What is being asked. List every line in the material below that contains the string "frame", matching case exactly.

□ □ □ □

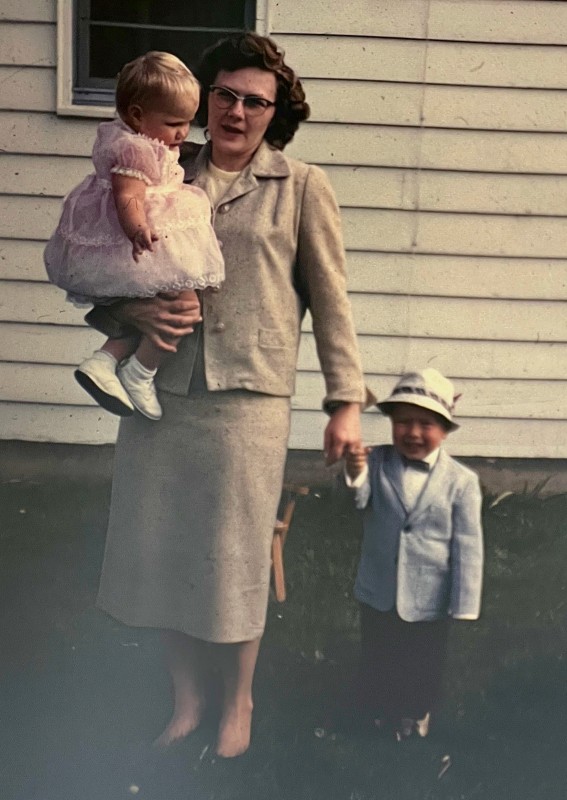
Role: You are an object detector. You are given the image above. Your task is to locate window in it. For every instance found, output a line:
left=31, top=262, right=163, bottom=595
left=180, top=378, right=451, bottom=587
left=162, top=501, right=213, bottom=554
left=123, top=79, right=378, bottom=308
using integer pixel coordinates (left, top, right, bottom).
left=57, top=0, right=266, bottom=116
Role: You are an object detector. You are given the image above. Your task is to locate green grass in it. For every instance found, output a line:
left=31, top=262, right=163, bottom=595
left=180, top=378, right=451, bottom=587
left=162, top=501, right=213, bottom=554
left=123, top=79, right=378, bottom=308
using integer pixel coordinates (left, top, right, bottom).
left=0, top=481, right=567, bottom=800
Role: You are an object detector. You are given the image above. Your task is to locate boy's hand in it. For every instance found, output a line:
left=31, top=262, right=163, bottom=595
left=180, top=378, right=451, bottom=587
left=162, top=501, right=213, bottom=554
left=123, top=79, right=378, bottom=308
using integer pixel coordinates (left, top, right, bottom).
left=130, top=227, right=159, bottom=263
left=345, top=446, right=371, bottom=481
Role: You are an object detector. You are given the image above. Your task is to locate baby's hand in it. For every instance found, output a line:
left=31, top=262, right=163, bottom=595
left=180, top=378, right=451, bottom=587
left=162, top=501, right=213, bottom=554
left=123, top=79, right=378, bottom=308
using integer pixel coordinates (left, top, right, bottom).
left=345, top=447, right=371, bottom=481
left=130, top=228, right=159, bottom=262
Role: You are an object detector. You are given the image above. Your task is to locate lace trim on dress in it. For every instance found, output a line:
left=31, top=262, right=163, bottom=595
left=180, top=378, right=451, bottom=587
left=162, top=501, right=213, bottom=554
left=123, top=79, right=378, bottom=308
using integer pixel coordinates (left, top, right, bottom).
left=110, top=167, right=152, bottom=186
left=68, top=272, right=224, bottom=306
left=58, top=214, right=210, bottom=245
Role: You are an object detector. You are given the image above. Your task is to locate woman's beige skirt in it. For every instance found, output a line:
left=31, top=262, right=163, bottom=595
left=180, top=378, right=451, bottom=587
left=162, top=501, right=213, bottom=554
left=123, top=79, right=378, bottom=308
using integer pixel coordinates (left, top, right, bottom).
left=97, top=391, right=290, bottom=642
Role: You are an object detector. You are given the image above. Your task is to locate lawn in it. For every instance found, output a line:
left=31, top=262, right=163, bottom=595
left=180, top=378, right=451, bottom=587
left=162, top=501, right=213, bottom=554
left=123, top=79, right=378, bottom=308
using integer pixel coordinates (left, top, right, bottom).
left=0, top=468, right=567, bottom=800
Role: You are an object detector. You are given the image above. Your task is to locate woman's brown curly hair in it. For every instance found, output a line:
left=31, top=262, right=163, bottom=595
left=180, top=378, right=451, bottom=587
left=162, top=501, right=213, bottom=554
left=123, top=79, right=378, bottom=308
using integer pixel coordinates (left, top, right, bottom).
left=195, top=31, right=309, bottom=150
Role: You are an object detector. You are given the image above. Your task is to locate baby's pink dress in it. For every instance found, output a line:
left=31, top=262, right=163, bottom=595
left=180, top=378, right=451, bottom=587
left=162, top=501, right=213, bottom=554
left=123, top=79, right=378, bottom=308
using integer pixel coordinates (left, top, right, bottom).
left=44, top=120, right=224, bottom=303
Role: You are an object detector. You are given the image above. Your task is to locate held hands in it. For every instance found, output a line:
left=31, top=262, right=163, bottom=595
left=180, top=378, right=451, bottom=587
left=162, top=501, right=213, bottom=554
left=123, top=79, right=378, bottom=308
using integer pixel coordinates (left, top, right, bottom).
left=120, top=290, right=202, bottom=353
left=345, top=445, right=372, bottom=481
left=129, top=226, right=159, bottom=263
left=323, top=403, right=362, bottom=467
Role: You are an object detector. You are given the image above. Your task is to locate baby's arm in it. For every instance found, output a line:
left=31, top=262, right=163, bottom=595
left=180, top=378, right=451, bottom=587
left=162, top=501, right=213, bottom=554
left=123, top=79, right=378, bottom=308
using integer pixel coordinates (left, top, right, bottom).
left=112, top=173, right=159, bottom=261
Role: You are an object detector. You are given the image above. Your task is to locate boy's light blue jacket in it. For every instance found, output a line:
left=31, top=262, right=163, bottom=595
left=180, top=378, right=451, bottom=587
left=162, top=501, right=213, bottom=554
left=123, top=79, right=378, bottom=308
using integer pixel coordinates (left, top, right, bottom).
left=353, top=445, right=483, bottom=622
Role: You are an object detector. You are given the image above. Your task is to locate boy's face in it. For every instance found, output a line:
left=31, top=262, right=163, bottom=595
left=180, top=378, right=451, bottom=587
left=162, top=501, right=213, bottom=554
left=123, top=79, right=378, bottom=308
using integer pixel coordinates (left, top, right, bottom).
left=390, top=403, right=447, bottom=461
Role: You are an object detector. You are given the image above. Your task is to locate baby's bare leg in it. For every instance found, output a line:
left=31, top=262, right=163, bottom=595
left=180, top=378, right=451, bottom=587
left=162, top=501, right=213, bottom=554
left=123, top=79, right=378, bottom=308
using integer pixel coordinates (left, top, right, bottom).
left=136, top=289, right=195, bottom=369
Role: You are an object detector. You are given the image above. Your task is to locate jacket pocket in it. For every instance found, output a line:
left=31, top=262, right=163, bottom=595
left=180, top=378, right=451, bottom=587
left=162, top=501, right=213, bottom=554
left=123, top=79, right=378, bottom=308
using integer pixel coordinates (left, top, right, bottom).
left=415, top=565, right=450, bottom=612
left=258, top=328, right=289, bottom=349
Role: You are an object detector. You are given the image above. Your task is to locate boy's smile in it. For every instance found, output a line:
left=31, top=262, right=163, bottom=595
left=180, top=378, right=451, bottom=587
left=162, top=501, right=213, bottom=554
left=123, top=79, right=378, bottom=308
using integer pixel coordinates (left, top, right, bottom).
left=390, top=403, right=447, bottom=461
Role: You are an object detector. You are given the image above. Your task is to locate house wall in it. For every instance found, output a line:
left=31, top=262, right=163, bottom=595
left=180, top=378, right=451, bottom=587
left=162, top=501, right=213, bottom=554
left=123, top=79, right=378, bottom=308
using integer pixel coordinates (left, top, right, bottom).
left=0, top=0, right=567, bottom=457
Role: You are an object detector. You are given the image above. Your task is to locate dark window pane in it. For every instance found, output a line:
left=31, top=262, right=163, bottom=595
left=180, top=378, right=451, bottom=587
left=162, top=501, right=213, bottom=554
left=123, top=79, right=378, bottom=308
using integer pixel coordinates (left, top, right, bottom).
left=89, top=25, right=231, bottom=83
left=74, top=0, right=255, bottom=105
left=90, top=0, right=245, bottom=28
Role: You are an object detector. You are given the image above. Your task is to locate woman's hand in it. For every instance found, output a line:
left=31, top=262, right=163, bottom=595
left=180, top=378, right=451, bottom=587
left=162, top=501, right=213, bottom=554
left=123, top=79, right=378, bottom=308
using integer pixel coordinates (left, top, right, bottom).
left=113, top=291, right=202, bottom=353
left=345, top=447, right=371, bottom=481
left=323, top=403, right=361, bottom=466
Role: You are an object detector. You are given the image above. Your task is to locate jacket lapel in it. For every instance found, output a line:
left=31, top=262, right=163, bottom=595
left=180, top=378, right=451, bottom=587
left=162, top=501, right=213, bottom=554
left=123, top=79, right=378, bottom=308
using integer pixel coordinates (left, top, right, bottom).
left=182, top=142, right=290, bottom=204
left=408, top=450, right=450, bottom=522
left=383, top=447, right=408, bottom=514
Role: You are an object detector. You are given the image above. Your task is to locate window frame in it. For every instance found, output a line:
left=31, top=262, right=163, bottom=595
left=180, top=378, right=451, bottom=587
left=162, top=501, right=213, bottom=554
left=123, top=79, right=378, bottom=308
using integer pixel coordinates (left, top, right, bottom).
left=56, top=0, right=270, bottom=119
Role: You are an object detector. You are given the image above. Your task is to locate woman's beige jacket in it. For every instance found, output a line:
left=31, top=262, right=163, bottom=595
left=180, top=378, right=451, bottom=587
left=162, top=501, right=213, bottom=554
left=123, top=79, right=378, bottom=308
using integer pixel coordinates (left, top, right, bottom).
left=88, top=142, right=365, bottom=410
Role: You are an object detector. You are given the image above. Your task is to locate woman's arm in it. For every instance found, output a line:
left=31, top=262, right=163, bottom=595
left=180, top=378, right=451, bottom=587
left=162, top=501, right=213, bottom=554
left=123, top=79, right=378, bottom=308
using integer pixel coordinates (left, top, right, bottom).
left=112, top=173, right=159, bottom=261
left=85, top=291, right=202, bottom=353
left=297, top=167, right=365, bottom=464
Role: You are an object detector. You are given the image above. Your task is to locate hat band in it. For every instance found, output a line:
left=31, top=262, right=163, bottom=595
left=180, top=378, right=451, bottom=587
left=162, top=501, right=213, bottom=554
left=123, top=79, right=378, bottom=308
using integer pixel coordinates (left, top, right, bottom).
left=392, top=386, right=453, bottom=414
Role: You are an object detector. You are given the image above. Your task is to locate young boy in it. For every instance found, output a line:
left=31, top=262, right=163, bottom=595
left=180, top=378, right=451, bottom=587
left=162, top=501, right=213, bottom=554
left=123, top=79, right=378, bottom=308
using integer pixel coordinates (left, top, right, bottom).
left=345, top=368, right=483, bottom=741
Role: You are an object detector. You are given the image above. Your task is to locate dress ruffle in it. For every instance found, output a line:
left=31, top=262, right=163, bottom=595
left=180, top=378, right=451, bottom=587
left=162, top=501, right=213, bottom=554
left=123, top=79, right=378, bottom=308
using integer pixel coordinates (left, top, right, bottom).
left=44, top=120, right=224, bottom=302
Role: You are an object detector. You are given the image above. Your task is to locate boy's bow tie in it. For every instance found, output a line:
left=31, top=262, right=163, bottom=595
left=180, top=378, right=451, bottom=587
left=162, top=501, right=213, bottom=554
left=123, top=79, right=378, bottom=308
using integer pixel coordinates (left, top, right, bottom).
left=402, top=456, right=431, bottom=472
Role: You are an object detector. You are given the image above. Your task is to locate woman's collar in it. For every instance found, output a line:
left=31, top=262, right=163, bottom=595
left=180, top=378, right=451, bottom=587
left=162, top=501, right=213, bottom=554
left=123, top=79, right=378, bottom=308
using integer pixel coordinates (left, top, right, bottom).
left=181, top=140, right=290, bottom=181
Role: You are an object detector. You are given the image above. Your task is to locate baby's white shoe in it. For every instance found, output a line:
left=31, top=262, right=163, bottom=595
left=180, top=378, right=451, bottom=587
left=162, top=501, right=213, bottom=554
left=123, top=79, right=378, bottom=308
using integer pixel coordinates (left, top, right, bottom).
left=75, top=350, right=134, bottom=417
left=117, top=356, right=163, bottom=419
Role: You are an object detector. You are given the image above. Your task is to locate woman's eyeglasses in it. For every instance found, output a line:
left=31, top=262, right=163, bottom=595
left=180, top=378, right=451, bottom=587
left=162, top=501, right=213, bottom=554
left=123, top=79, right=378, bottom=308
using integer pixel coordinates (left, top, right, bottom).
left=209, top=86, right=275, bottom=117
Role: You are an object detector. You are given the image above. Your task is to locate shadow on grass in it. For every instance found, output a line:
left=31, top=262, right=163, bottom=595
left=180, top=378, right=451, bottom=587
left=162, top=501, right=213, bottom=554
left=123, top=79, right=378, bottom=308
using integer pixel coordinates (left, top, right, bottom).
left=0, top=480, right=567, bottom=800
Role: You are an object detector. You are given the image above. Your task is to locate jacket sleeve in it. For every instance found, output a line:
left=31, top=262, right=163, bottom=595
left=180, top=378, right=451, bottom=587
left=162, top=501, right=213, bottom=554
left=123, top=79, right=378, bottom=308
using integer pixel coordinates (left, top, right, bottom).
left=450, top=475, right=484, bottom=619
left=296, top=166, right=365, bottom=407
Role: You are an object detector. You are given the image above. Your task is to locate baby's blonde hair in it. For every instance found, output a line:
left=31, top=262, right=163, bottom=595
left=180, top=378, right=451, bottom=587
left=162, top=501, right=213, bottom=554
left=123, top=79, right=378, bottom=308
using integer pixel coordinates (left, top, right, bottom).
left=116, top=50, right=200, bottom=119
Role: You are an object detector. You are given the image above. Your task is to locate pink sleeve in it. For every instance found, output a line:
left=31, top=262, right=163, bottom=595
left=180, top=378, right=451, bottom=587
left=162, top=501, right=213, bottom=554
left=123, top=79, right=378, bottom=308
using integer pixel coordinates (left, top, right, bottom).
left=110, top=136, right=160, bottom=186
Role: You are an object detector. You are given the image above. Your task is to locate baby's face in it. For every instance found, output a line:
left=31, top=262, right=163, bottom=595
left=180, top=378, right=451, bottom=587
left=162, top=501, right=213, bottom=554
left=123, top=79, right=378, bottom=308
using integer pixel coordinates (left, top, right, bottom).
left=390, top=403, right=447, bottom=461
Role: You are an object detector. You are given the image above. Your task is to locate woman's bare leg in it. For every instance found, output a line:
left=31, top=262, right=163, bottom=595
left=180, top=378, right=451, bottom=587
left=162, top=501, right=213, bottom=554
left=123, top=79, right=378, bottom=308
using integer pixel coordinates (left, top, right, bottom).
left=154, top=631, right=207, bottom=747
left=99, top=336, right=139, bottom=363
left=215, top=639, right=260, bottom=758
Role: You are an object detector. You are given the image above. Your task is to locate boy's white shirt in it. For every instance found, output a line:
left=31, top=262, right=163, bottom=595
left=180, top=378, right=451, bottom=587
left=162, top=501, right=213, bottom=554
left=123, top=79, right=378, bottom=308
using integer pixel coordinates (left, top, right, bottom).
left=344, top=447, right=477, bottom=620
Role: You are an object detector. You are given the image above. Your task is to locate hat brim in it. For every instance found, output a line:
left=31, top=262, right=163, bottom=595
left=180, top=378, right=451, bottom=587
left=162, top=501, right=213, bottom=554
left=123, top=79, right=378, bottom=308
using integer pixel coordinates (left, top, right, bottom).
left=376, top=392, right=460, bottom=431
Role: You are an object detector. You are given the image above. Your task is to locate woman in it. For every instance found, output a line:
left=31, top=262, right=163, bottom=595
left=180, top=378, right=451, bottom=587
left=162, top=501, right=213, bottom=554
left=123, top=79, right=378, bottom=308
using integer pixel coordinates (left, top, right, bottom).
left=91, top=33, right=364, bottom=757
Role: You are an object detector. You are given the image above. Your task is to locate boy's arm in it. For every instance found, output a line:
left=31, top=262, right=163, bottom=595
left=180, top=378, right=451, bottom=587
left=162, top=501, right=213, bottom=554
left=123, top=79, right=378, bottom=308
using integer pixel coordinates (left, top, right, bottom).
left=112, top=173, right=159, bottom=261
left=450, top=475, right=484, bottom=619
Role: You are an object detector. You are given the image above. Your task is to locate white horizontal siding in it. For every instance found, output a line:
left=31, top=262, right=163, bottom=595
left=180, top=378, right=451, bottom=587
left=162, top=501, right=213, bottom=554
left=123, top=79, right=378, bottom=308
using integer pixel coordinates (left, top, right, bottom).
left=290, top=410, right=565, bottom=458
left=5, top=111, right=567, bottom=175
left=4, top=362, right=567, bottom=420
left=0, top=281, right=567, bottom=342
left=0, top=21, right=57, bottom=67
left=0, top=239, right=567, bottom=300
left=0, top=67, right=56, bottom=111
left=4, top=154, right=567, bottom=222
left=305, top=79, right=567, bottom=132
left=6, top=196, right=567, bottom=258
left=278, top=34, right=567, bottom=89
left=271, top=0, right=567, bottom=44
left=0, top=0, right=567, bottom=457
left=0, top=403, right=118, bottom=444
left=4, top=403, right=565, bottom=458
left=290, top=374, right=567, bottom=420
left=0, top=0, right=53, bottom=23
left=4, top=322, right=567, bottom=381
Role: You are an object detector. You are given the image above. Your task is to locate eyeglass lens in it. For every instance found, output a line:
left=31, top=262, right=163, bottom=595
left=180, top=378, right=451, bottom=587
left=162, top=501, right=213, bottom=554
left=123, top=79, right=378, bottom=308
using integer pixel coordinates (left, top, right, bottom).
left=211, top=86, right=274, bottom=114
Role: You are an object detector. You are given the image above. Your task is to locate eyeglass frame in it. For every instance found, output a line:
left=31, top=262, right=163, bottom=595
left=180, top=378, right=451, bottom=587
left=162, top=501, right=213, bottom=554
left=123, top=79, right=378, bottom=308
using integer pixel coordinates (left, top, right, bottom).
left=209, top=83, right=277, bottom=117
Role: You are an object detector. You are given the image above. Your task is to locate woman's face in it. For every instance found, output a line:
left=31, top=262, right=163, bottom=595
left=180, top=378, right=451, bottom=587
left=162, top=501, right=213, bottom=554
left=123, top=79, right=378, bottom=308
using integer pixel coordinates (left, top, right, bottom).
left=207, top=67, right=277, bottom=171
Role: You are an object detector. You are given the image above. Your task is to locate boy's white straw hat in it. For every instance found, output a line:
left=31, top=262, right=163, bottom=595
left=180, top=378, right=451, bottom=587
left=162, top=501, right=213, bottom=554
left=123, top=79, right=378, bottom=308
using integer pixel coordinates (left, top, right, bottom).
left=376, top=367, right=459, bottom=430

□ □ □ □

Answer.
Role: You are an object detector. You are given the image above. Your task is to locate window frame in it. For every instance found, output a line:
Role: You are an object detector. You are given the image above. Your task is to locate eyeglass frame in it. For every instance found, output a line:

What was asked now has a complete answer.